_Exercise_:
In the records below, find the line containing "Reviewer note: every instance of the white breast"; give it again exactly, along with every line that follows, and nothing else.

———

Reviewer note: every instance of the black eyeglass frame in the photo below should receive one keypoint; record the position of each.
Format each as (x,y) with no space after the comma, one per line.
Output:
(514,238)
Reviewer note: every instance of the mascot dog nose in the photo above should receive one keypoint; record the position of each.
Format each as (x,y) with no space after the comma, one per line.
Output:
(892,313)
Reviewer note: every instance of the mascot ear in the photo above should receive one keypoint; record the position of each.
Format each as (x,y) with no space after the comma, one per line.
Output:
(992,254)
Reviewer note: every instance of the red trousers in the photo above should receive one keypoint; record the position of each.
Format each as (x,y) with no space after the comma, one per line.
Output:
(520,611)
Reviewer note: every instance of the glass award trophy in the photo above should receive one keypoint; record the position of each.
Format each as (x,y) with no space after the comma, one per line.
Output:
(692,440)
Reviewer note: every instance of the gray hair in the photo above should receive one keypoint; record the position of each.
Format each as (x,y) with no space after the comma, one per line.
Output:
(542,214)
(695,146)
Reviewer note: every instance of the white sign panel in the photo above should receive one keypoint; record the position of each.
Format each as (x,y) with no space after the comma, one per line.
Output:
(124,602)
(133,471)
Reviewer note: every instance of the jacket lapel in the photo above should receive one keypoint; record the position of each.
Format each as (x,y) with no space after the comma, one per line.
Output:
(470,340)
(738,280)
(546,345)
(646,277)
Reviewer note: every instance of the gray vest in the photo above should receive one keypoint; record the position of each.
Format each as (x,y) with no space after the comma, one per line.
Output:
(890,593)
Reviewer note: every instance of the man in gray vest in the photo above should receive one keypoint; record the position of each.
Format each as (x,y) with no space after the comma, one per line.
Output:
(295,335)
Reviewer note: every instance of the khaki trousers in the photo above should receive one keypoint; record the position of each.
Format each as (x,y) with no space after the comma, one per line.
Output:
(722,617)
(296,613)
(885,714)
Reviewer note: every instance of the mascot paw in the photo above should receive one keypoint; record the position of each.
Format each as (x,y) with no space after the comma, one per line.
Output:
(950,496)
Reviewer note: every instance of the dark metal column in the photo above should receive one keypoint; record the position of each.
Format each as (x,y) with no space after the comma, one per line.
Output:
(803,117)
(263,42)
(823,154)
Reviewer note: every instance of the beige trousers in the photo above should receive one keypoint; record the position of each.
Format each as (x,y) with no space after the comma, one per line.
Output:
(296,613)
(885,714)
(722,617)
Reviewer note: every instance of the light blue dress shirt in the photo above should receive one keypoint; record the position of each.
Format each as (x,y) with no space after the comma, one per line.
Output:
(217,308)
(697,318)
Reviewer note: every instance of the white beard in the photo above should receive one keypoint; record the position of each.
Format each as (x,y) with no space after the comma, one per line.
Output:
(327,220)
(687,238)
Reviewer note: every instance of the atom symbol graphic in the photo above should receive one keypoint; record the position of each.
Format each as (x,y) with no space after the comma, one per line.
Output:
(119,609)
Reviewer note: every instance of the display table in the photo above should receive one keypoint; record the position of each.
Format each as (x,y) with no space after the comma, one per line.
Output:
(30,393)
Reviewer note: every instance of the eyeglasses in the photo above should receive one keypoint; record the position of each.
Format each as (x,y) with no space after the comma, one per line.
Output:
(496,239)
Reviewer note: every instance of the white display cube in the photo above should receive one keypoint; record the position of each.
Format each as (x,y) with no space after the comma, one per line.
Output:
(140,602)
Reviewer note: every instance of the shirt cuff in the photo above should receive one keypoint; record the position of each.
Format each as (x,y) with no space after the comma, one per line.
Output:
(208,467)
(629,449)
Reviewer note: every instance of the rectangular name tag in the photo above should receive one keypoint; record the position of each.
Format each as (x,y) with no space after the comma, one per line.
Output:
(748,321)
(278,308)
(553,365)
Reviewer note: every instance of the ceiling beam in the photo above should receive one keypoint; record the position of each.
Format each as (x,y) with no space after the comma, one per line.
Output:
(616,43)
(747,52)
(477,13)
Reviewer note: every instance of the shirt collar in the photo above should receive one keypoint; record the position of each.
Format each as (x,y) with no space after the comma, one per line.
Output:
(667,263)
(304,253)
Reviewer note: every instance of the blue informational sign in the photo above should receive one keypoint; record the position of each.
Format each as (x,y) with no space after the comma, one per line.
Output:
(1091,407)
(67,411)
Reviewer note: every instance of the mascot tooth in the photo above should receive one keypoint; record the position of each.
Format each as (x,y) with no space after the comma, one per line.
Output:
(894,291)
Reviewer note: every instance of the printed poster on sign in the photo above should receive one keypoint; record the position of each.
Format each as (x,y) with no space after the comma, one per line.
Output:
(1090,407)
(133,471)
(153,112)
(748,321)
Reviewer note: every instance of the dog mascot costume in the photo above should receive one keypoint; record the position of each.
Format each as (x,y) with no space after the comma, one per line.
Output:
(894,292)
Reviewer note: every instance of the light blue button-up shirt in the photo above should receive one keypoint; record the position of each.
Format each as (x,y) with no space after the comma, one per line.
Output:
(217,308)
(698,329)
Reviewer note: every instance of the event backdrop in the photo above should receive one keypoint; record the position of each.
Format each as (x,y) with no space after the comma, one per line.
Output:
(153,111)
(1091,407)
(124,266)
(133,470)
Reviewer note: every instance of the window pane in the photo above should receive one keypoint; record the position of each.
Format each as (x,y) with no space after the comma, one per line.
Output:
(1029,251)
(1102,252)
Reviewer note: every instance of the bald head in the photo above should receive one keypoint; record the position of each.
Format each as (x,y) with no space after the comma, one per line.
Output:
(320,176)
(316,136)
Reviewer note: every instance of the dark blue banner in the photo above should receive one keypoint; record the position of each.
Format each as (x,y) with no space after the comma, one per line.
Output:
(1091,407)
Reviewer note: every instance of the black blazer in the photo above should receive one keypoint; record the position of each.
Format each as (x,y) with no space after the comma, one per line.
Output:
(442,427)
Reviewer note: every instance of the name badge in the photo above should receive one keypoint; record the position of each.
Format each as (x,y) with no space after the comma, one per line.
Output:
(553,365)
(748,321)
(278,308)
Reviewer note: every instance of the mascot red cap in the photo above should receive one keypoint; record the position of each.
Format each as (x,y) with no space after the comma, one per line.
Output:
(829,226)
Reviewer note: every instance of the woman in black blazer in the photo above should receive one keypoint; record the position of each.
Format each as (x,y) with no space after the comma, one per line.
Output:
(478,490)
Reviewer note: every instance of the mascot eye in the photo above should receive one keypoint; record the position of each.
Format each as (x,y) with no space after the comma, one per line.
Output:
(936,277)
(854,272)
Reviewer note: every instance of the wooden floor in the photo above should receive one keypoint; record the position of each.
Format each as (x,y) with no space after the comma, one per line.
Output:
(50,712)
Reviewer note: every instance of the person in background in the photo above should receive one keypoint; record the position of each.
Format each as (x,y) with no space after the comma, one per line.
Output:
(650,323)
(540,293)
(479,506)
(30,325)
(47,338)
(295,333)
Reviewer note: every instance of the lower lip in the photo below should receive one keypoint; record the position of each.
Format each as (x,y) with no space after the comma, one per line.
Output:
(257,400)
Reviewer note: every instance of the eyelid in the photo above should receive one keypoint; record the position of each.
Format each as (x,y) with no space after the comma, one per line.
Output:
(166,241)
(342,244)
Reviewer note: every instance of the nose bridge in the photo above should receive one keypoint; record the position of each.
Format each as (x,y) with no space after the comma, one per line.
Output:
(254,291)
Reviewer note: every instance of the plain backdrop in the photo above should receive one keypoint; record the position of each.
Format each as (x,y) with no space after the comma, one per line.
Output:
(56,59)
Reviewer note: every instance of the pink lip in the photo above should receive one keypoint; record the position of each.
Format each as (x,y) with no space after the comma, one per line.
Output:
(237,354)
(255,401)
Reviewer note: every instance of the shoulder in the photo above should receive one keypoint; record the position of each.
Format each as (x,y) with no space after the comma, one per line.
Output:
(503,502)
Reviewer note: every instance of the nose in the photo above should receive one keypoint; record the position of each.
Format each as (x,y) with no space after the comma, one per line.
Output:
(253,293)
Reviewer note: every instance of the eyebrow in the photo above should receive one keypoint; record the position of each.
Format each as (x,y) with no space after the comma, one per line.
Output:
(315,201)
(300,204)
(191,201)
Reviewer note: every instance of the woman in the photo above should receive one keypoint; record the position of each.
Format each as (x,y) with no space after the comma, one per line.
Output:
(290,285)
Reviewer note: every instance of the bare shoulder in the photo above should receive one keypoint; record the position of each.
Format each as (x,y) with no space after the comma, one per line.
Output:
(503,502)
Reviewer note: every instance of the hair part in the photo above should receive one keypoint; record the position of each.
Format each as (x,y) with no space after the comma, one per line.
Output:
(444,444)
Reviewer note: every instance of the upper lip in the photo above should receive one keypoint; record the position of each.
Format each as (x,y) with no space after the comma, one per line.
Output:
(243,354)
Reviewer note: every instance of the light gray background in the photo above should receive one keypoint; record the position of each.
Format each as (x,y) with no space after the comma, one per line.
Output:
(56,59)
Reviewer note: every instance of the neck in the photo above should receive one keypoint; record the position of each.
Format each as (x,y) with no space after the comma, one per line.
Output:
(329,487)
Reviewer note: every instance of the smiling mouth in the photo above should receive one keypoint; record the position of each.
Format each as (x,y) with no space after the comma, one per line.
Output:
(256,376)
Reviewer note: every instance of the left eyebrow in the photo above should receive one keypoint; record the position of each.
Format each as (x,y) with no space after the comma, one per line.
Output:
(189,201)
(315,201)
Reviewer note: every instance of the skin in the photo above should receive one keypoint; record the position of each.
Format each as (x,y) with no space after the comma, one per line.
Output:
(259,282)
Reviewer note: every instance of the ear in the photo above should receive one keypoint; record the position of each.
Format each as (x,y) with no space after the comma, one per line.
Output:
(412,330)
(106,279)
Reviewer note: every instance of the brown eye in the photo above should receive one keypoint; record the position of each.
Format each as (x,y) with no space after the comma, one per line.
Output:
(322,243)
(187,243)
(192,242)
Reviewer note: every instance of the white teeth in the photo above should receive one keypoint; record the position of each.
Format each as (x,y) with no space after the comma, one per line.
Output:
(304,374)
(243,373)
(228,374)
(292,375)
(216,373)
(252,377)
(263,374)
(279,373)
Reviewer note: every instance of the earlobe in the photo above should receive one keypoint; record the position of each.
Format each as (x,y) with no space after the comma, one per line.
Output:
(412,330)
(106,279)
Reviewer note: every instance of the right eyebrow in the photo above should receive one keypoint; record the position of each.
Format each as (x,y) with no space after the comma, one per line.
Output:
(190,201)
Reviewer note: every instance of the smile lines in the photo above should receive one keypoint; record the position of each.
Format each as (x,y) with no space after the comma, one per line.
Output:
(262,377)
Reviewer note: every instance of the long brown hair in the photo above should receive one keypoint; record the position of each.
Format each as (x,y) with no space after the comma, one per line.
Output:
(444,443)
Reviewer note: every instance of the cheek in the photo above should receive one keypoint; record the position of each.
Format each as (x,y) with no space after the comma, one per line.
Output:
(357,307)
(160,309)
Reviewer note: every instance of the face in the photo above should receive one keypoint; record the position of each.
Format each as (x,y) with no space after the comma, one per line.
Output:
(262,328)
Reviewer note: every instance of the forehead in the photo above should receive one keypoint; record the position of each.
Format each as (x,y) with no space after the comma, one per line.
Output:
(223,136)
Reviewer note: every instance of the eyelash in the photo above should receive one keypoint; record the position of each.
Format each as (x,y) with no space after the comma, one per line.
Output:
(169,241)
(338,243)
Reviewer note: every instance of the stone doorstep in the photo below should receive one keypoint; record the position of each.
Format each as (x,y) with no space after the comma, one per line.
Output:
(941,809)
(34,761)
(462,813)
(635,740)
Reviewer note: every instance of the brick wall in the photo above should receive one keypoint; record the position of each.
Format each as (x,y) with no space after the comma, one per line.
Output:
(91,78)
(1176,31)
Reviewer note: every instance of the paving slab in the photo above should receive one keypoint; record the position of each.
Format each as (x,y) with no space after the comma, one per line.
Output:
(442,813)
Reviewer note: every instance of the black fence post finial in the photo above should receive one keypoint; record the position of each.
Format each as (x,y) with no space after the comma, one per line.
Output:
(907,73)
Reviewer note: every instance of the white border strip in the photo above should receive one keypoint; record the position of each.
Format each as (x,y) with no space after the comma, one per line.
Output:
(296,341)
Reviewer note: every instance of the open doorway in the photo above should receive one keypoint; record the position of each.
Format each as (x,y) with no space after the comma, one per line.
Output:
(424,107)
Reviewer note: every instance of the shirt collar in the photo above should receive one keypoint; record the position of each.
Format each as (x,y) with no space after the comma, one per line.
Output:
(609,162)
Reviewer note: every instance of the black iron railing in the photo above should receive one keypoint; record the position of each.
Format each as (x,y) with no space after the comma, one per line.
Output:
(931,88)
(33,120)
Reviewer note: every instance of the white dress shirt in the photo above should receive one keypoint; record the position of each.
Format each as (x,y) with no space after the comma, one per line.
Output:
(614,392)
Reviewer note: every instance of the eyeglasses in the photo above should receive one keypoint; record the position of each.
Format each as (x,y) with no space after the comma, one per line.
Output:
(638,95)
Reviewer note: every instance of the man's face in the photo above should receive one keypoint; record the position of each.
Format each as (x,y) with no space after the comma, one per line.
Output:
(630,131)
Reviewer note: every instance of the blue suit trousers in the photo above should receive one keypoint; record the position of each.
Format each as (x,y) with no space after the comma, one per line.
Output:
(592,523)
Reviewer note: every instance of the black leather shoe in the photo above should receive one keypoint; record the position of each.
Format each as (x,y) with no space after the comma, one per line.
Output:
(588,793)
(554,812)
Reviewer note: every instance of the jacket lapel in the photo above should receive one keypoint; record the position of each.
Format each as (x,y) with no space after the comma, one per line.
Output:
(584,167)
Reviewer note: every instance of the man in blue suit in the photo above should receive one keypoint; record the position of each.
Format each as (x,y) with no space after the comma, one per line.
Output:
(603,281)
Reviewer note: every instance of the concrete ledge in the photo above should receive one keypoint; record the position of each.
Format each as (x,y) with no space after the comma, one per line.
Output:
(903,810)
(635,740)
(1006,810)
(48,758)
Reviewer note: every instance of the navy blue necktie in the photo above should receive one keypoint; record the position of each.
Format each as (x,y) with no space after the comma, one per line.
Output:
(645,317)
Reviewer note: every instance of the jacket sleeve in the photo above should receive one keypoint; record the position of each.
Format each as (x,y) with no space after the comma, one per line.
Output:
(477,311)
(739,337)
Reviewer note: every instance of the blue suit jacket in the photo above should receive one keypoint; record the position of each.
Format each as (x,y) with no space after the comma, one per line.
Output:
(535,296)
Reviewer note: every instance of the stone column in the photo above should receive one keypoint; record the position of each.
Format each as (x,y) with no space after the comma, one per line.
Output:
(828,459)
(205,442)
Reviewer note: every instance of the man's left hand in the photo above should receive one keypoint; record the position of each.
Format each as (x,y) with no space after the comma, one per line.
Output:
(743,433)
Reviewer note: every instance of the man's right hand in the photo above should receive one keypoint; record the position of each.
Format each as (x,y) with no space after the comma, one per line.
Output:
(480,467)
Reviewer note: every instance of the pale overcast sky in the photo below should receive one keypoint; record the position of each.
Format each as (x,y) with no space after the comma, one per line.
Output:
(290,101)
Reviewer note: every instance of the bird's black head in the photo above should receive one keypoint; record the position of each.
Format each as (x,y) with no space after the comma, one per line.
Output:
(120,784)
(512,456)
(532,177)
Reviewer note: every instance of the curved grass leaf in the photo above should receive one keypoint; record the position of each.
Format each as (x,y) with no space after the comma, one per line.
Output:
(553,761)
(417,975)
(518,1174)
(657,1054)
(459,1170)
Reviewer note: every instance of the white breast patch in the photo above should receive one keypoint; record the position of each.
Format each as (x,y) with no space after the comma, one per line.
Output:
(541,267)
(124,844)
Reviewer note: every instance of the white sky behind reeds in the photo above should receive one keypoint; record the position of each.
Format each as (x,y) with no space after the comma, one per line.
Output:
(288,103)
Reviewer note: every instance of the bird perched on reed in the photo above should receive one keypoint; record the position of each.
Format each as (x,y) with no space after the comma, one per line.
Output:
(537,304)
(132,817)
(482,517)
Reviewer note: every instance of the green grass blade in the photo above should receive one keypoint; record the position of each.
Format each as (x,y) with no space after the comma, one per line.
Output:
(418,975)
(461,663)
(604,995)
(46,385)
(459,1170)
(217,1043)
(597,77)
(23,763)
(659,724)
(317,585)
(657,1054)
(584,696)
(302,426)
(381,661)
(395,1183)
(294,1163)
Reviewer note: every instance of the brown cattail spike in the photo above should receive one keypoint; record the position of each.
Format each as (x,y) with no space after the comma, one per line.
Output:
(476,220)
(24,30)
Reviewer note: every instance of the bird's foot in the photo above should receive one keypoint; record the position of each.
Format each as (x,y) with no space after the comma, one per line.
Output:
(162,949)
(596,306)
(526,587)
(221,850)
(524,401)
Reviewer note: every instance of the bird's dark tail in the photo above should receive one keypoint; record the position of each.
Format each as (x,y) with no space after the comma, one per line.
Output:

———

_The output_:
Reviewer note: every instance of the white breast patch in the photo above should receive one keypoint; record the position of each.
Format each as (x,y) with no space after the comma, one per line.
Output:
(541,267)
(124,844)
Reviewer note: every instance of the white sky behind reeds in the photo above should receive one keypoint; record the position of each.
Format each as (x,y) with no space after the comma, one per line.
Output:
(288,103)
Reviewer note: every instance of the bird perched on reed in the photo above should receive one keypoint; record the position of each.
Format each as (x,y) with no space after the comma, one per line.
Output:
(537,304)
(132,817)
(482,517)
Reviewer note: every instance of the green grass blade in the photo above should receive one keypoint; record the position of each.
Format each as (x,y) with no space after the comma, one per line.
Output:
(418,975)
(461,663)
(604,995)
(46,385)
(459,1170)
(217,1043)
(597,77)
(23,763)
(659,724)
(317,585)
(657,1054)
(584,696)
(302,426)
(381,661)
(395,1183)
(294,1163)
Reviewer note: every instance of the brown cattail spike in the photo above should receive one keypoint; record the position of each.
Format each as (x,y) with no space after the comma, one per line.
Output:
(476,220)
(24,30)
Reviewer note: every instance of the bird's foot in the photo above should receive one keypoint; record the position of each.
Format each as (x,y) with no space after the comma, one per line.
Output:
(162,949)
(596,306)
(526,587)
(221,850)
(524,401)
Reviewer note: every instance of the bird's dark tail in the photo above should receive one keypoint; record the position of each.
Format each as (x,y) with no space after the comma, one per line.
Output:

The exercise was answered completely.